EXERCISE. Write out the entries, please, from the line containing "point: beard |" through their final line, exactly and with nothing else.

RECORD EXCERPTS.
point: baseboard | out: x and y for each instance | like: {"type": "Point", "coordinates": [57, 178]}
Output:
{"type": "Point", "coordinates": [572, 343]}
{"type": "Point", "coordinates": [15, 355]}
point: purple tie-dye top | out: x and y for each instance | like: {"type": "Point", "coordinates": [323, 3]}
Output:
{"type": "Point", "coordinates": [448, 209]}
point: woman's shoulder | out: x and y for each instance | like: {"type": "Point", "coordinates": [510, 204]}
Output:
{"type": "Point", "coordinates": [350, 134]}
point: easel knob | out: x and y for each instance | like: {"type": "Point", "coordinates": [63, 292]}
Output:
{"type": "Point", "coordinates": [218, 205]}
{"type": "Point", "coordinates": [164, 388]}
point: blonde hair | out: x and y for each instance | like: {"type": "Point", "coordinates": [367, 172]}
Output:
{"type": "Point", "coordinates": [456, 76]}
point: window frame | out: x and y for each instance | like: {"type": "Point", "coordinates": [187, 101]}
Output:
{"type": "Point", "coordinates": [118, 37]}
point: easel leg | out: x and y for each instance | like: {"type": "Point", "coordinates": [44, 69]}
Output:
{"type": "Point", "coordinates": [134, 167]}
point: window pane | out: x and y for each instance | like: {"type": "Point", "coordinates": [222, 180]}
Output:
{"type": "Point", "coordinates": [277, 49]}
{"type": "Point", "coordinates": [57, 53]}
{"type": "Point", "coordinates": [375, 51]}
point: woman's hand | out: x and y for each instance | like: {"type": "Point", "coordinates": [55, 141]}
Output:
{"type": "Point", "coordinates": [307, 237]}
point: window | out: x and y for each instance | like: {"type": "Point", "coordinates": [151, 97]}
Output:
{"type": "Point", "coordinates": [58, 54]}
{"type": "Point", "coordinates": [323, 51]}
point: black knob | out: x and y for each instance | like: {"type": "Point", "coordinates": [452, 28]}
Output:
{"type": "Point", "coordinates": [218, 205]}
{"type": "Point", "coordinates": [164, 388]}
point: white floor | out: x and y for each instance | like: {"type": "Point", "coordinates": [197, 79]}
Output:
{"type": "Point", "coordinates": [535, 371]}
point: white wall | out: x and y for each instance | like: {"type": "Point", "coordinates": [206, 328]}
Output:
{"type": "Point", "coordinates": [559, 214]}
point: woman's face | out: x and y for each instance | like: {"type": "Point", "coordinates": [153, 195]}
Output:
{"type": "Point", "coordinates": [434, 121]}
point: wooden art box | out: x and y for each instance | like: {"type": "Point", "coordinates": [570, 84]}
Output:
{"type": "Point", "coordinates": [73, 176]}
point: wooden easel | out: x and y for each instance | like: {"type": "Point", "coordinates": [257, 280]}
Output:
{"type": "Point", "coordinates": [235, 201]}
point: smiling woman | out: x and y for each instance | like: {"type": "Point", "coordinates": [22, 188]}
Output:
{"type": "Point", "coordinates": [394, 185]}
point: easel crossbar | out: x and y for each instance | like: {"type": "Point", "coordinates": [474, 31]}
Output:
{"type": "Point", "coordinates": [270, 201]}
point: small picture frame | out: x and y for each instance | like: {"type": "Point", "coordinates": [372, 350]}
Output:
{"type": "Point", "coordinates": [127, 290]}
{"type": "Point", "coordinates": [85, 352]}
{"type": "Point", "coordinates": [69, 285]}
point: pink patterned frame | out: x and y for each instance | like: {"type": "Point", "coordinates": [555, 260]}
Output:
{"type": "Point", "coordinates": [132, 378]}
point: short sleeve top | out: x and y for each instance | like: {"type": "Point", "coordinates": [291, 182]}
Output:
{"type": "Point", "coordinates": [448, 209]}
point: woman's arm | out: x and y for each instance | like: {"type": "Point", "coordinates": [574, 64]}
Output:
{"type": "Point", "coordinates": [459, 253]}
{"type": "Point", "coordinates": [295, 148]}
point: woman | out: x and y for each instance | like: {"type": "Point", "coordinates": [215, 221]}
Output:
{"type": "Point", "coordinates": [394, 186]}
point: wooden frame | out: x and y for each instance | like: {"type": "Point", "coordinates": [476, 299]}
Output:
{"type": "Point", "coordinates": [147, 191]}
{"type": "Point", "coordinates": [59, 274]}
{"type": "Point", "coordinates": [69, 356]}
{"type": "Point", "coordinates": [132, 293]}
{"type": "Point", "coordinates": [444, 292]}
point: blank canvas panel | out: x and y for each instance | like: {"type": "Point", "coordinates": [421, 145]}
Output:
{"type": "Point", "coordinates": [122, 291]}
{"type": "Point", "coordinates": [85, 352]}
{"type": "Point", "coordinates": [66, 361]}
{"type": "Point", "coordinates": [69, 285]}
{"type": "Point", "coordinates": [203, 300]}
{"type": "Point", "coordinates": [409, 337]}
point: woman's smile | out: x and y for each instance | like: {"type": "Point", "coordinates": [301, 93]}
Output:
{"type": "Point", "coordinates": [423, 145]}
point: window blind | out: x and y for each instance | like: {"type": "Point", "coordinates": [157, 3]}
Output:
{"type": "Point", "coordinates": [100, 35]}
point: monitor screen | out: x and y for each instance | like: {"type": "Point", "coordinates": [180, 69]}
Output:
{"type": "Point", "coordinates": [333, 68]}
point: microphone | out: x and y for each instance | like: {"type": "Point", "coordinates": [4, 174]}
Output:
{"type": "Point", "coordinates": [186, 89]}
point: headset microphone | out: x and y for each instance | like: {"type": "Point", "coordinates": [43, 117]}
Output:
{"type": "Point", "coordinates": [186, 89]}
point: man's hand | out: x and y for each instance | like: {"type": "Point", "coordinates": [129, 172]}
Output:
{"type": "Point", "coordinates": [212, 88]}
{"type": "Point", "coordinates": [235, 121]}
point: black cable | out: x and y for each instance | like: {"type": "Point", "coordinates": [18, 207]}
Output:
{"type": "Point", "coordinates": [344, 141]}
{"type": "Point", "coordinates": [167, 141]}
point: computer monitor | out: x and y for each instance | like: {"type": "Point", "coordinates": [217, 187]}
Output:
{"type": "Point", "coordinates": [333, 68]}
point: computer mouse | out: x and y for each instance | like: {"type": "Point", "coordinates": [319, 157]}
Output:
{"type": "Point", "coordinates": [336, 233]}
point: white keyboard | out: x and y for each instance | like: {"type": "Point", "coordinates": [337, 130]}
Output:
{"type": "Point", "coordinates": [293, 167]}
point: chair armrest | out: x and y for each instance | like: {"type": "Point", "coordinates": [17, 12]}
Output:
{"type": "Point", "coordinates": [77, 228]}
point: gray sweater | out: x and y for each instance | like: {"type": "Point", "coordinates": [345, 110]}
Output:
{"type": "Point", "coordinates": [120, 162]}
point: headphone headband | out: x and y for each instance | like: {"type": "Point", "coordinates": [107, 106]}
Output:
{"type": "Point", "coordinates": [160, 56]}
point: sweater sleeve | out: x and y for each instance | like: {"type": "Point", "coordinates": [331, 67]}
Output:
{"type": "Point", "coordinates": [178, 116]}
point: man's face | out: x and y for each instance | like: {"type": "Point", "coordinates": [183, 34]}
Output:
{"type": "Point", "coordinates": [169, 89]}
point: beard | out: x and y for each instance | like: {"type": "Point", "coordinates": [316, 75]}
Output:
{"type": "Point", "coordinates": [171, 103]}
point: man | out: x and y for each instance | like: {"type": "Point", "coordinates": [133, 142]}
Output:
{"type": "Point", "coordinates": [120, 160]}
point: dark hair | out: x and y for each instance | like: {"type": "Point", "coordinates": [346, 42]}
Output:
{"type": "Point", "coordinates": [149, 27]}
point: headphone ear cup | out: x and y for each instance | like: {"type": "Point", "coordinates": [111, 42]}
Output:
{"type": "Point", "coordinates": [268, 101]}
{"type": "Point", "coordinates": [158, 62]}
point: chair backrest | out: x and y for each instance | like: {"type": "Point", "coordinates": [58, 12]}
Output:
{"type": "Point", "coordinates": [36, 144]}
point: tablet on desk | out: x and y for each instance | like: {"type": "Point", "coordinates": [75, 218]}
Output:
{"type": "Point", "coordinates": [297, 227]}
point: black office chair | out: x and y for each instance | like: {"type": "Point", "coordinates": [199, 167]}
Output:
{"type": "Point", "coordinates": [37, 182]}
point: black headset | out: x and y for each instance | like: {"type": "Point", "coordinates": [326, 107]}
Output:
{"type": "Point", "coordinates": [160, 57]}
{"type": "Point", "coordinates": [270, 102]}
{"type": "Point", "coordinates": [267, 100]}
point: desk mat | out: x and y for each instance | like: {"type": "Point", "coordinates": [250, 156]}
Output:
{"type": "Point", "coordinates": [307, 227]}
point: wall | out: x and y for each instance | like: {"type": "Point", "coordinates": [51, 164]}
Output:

ANSWER TO THIS TASK.
point: beard | out: x and y for each instance | like: {"type": "Point", "coordinates": [316, 75]}
Output:
{"type": "Point", "coordinates": [171, 103]}
point: man | out: x and y for each instance | like: {"type": "Point", "coordinates": [133, 142]}
Output:
{"type": "Point", "coordinates": [120, 160]}
point: dark hair | out: x and y for each instance | like: {"type": "Point", "coordinates": [346, 42]}
Output:
{"type": "Point", "coordinates": [149, 27]}
point: headphone ear cup | out: x and y for each instance | like: {"type": "Point", "coordinates": [111, 42]}
Output:
{"type": "Point", "coordinates": [268, 101]}
{"type": "Point", "coordinates": [158, 62]}
point: chair backrest | out: x and y for each instance | like: {"type": "Point", "coordinates": [58, 12]}
Output:
{"type": "Point", "coordinates": [36, 144]}
point: tablet on desk | out: x and y for each instance | like: {"type": "Point", "coordinates": [75, 218]}
Output:
{"type": "Point", "coordinates": [297, 227]}
point: black office chair | out: x and y for each instance | like: {"type": "Point", "coordinates": [199, 167]}
Output:
{"type": "Point", "coordinates": [37, 182]}
point: black headset | out: x and y for each instance | like: {"type": "Point", "coordinates": [326, 107]}
Output:
{"type": "Point", "coordinates": [160, 57]}
{"type": "Point", "coordinates": [270, 102]}
{"type": "Point", "coordinates": [267, 100]}
point: desk mat | out: x and y for each instance | like: {"type": "Point", "coordinates": [250, 156]}
Output:
{"type": "Point", "coordinates": [307, 227]}
point: wall | out: x and y for each instance | like: {"type": "Point", "coordinates": [51, 164]}
Output:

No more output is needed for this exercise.